══ DATA FOR THIS TASK
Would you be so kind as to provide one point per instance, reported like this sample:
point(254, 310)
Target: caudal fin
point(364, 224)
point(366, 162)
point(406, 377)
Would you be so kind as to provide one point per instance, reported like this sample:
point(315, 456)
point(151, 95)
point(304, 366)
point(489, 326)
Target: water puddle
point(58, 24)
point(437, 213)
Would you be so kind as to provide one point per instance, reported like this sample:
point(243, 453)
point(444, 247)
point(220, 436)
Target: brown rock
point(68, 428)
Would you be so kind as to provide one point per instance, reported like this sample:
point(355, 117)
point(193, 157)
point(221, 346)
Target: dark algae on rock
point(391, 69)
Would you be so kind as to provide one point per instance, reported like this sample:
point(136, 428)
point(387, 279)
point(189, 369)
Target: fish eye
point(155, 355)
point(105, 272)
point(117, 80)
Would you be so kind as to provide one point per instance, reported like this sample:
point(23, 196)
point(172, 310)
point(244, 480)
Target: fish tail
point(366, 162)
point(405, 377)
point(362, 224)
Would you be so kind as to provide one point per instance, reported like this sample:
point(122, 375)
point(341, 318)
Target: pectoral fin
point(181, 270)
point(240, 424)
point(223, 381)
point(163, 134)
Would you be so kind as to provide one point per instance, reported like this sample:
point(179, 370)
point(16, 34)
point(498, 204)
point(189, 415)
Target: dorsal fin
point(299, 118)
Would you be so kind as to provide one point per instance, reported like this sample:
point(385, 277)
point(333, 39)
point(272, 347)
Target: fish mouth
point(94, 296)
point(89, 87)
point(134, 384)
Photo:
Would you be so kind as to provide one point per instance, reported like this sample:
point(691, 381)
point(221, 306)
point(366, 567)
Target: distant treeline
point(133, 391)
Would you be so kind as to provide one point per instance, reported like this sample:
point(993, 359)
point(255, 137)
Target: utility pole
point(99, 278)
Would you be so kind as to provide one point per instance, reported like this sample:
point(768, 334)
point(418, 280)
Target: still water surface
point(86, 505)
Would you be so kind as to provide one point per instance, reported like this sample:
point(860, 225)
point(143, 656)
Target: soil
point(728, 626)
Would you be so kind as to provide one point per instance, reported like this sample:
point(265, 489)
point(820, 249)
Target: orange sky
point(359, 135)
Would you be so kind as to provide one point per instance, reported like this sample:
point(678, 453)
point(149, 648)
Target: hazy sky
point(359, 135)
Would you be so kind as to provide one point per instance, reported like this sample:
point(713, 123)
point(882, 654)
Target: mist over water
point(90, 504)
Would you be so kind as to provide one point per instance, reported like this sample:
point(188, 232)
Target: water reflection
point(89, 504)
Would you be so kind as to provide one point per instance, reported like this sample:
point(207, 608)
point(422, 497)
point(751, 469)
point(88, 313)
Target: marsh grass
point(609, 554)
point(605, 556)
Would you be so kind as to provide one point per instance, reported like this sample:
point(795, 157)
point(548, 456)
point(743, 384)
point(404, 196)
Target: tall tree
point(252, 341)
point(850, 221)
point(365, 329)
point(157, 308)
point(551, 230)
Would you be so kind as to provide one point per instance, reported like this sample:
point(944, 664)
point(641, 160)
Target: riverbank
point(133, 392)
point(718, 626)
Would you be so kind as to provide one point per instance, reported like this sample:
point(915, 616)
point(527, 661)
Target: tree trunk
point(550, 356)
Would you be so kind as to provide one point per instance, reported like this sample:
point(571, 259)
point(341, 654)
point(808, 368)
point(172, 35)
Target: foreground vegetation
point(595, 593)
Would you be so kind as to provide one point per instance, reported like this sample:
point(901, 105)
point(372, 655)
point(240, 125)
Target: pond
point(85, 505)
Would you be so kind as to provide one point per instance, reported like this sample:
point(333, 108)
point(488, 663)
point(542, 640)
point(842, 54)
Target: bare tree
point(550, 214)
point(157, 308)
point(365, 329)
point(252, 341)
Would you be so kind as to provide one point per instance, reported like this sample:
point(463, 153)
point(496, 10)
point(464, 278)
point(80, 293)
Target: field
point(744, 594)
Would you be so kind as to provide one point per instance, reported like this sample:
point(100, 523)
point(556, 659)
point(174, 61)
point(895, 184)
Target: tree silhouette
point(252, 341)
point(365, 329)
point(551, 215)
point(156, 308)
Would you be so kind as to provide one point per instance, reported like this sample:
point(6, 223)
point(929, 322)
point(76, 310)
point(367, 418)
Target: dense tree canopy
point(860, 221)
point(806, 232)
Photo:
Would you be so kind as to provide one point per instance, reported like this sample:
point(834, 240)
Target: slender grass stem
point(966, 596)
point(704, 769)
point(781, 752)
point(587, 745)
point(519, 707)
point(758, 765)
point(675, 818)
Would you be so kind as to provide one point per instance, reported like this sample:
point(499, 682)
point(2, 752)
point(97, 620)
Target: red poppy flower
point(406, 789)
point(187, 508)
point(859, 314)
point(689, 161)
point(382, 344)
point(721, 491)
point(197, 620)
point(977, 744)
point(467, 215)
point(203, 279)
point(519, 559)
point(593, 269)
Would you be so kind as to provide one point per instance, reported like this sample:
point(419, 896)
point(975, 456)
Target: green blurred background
════
▶ [WORK TO BE COMPLETED] Could you reproduce every one of the items above line for line, changing nothing?

▶ [OUTPUT FOR THIS EXERCISE]
Would you be so kind as to provide one point per instance, reported like this sample:
point(254, 310)
Target: caudal fin
point(364, 224)
point(366, 162)
point(406, 377)
Would you be so kind as to provide one point per instance, reported like this sample:
point(315, 456)
point(151, 95)
point(304, 366)
point(489, 326)
Target: water puddle
point(58, 24)
point(437, 213)
Would you be so kind as to provide one point per instance, reported like this sample:
point(243, 453)
point(444, 247)
point(220, 436)
Target: brown rock
point(68, 428)
Would you be so kind as to provide one point per instance, reported like this sample:
point(355, 117)
point(193, 157)
point(221, 346)
Target: dark algae on rock
point(391, 69)
Would you be so kind as to provide one point per instance, reported like this sample:
point(136, 428)
point(387, 279)
point(189, 369)
Target: fish eye
point(155, 355)
point(105, 272)
point(117, 80)
Would you be so kind as to provide one point per instance, reported like this sample:
point(23, 196)
point(172, 310)
point(244, 480)
Target: fish tail
point(366, 162)
point(405, 377)
point(362, 224)
Would you be so kind as to provide one point per instance, reported like this sample:
point(122, 375)
point(341, 318)
Target: pectoral fin
point(181, 270)
point(240, 424)
point(223, 381)
point(163, 134)
Would you be so kind as to provide one point per instance, reported like this sample:
point(179, 370)
point(16, 34)
point(498, 204)
point(189, 415)
Target: dorsal fin
point(299, 118)
Would you be so kind as to provide one point per instance, reported like this sample:
point(385, 277)
point(333, 39)
point(272, 347)
Target: fish mouth
point(94, 296)
point(89, 87)
point(134, 384)
Photo:
Would you be so kind as to provide one point per instance, reported like this sample:
point(691, 381)
point(221, 306)
point(366, 567)
Target: distant treeline
point(133, 391)
Would you be so kind as to provide one point per instance, reported like this sample:
point(993, 359)
point(255, 137)
Target: utility pole
point(99, 278)
Would you be so kind as to provide one point per instance, reported like this sample:
point(768, 334)
point(418, 280)
Target: still water surface
point(86, 505)
Would you be so kind as to provide one point per instance, reported like this sample:
point(860, 225)
point(143, 656)
Target: soil
point(728, 626)
Would you be so kind as to provide one point per instance, reported like this sample:
point(265, 489)
point(820, 249)
Target: orange sky
point(359, 135)
Would you be so kind as to provide one point per instance, reported like this sample:
point(678, 453)
point(149, 648)
Target: hazy sky
point(359, 135)
Would you be so kind as to provide one point per instance, reported like this sample:
point(713, 123)
point(882, 654)
Target: mist over water
point(90, 504)
Would you be so kind as to provide one point per instance, reported like this sample:
point(188, 232)
Target: water reflection
point(89, 504)
Would you be so kind as to provide one point per instance, reported like this sample:
point(207, 608)
point(422, 497)
point(751, 469)
point(88, 313)
Target: marsh grass
point(609, 554)
point(605, 556)
Would you be so kind as to provide one point per instance, reported like this sample:
point(795, 157)
point(548, 456)
point(743, 384)
point(404, 196)
Target: tall tree
point(252, 341)
point(850, 221)
point(365, 329)
point(157, 308)
point(551, 230)
Would you be so kind as to provide one point per instance, reported like this sample:
point(944, 664)
point(641, 160)
Target: riverbank
point(133, 392)
point(718, 626)
Would you be so kind as to provide one point per instance, reported like this sample:
point(915, 616)
point(527, 661)
Target: tree trunk
point(550, 356)
Would you be so kind as to provide one point per instance, reported like this sample:
point(571, 259)
point(341, 654)
point(808, 368)
point(172, 35)
Target: foreground vegetation
point(595, 593)
Would you be so kind as to provide one point per instance, reported like this sample:
point(901, 105)
point(372, 655)
point(240, 125)
Target: pond
point(85, 505)
Would you be so kind as to provide one point per instance, reported like this sample:
point(333, 108)
point(488, 663)
point(542, 640)
point(842, 54)
Target: bare tree
point(550, 214)
point(157, 308)
point(365, 329)
point(252, 341)
Would you be so kind as to provide one point per instance, reported like this sample:
point(463, 153)
point(496, 10)
point(464, 278)
point(80, 293)
Target: field
point(744, 594)
Would you be so kind as to provide one point per instance, reported like this sample:
point(100, 523)
point(556, 659)
point(174, 61)
point(895, 184)
Target: tree silhouette
point(252, 341)
point(365, 329)
point(551, 215)
point(156, 308)
Would you be so kind as to provide one point per instance, reported like this sample:
point(6, 223)
point(929, 322)
point(76, 310)
point(367, 418)
Target: dense tree canopy
point(860, 221)
point(806, 232)
Photo:
Would you be so kind as to provide one point per instance, reported like this sample:
point(834, 240)
Target: slender grass stem
point(966, 596)
point(704, 769)
point(781, 752)
point(587, 745)
point(519, 707)
point(758, 765)
point(675, 818)
Would you be so kind as to provide one point per instance, reported like this sample:
point(499, 682)
point(2, 752)
point(97, 620)
Target: red poppy flower
point(406, 789)
point(187, 508)
point(859, 314)
point(689, 161)
point(382, 344)
point(721, 491)
point(197, 620)
point(977, 744)
point(467, 215)
point(203, 279)
point(519, 559)
point(593, 269)
Would you be so kind as to provide one point per instance, reported like this sample:
point(419, 896)
point(975, 456)
Target: green blurred background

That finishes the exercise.